══ Data to process

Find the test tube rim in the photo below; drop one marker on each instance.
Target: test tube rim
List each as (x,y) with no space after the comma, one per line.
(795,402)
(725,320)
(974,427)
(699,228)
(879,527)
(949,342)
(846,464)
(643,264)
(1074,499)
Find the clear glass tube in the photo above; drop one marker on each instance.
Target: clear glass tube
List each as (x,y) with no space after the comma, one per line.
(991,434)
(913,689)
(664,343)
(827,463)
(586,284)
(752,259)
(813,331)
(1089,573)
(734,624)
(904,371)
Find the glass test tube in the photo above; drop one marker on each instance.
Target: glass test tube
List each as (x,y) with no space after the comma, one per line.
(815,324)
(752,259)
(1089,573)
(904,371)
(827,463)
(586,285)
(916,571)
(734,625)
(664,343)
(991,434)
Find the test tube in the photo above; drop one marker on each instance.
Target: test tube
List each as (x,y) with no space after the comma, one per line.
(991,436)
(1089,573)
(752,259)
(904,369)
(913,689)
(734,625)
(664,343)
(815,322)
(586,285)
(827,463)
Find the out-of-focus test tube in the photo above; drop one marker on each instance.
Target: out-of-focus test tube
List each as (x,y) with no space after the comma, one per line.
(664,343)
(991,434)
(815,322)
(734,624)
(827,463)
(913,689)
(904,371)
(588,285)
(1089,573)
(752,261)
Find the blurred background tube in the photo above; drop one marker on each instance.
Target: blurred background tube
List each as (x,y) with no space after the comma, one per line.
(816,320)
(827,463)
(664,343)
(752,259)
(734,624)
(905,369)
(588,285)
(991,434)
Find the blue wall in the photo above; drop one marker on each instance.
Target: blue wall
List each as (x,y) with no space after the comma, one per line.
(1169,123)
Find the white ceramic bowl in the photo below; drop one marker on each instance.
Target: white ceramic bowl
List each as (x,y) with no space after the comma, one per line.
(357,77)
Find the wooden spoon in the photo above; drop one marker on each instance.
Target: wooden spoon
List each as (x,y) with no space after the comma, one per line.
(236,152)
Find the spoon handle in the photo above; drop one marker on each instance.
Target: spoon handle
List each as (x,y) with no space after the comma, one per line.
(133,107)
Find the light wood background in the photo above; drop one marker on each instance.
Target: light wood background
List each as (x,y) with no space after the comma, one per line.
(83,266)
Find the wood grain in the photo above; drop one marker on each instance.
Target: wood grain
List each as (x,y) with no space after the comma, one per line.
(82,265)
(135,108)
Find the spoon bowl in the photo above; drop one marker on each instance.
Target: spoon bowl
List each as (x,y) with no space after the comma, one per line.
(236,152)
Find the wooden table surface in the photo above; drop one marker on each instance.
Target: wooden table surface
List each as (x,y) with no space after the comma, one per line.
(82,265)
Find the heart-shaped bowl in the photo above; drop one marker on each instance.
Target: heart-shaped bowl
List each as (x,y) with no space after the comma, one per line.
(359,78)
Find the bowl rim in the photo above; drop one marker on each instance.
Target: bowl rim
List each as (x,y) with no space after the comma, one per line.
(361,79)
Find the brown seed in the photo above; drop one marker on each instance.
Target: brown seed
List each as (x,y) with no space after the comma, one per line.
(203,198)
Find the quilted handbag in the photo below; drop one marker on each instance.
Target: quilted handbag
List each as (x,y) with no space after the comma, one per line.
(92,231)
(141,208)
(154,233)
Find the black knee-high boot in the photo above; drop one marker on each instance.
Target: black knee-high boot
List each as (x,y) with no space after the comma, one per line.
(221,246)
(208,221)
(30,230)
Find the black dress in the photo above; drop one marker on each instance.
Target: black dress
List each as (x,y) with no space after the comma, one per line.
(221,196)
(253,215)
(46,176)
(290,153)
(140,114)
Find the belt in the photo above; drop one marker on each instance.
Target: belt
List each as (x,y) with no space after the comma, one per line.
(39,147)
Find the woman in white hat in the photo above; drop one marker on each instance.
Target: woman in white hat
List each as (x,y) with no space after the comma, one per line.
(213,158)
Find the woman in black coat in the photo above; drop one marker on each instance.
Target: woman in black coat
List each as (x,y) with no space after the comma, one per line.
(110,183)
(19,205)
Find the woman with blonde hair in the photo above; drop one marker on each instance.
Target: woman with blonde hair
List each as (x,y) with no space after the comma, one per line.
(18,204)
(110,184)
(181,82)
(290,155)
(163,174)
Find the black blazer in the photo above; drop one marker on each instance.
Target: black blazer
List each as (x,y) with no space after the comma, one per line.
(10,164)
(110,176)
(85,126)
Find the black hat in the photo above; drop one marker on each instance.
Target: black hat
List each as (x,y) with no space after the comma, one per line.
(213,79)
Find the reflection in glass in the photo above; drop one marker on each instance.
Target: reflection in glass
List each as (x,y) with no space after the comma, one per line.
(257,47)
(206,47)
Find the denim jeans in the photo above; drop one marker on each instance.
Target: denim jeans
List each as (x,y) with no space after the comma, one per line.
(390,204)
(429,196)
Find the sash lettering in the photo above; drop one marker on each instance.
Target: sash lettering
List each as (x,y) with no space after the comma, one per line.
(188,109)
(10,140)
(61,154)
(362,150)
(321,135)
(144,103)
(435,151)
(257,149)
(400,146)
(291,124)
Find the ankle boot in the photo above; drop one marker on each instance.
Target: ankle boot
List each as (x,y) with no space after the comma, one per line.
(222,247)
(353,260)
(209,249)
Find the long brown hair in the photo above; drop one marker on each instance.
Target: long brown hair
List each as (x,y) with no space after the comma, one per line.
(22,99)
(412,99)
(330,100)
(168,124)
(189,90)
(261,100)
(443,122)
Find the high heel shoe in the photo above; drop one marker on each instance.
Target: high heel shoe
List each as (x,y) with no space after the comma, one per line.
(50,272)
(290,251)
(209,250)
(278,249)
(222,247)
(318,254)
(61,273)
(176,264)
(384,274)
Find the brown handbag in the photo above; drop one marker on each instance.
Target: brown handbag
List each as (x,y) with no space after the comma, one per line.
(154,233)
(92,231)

════

▶ _What you need to do_: Render everything from the line containing "Find the denim" down to the end of the material, both ends included, as a numbered list with blank lines left out.

▶ _Response to the exercise_:
1. Find the denim jeans in the photo above; drop one marker on each instance.
2. Target: denim jeans
3. List each as (x,y) with no space after the comma, one per line.
4. (390,204)
5. (429,196)
6. Find the sash lettering in the photo above; drop one marker on each instance.
7. Target: sash lettering
8. List each as (x,y) with no space after the comma, one per line.
9. (188,109)
10. (10,140)
11. (61,154)
12. (362,150)
13. (321,135)
14. (144,103)
15. (435,151)
16. (257,149)
17. (400,146)
18. (291,124)
19. Find the ankle boot in the photo above; drop one marker on each instance.
20. Target: ankle boot
21. List each as (x,y) with no space after the comma, one per line.
22. (222,247)
23. (353,260)
24. (209,249)
25. Find the long brown hair in the photo above; drop one marker on each instance.
26. Target: long brown hair
27. List each as (x,y) with no space after the comma, one per line.
28. (22,99)
29. (412,99)
30. (330,100)
31. (168,124)
32. (189,90)
33. (261,100)
34. (443,122)
35. Find the high heel shoe in the photo above; drop one marker on each instance.
36. Target: high heel shoe
37. List each as (x,y) with no space after the comma, one per line.
38. (50,272)
39. (290,251)
40. (209,250)
41. (278,249)
42. (222,247)
43. (318,254)
44. (61,273)
45. (176,264)
46. (384,274)
47. Find the brown handbag in the photo above; drop one marker on each instance.
48. Target: brown handbag
49. List each as (x,y) with no space after the comma, one per line.
50. (154,233)
51. (92,231)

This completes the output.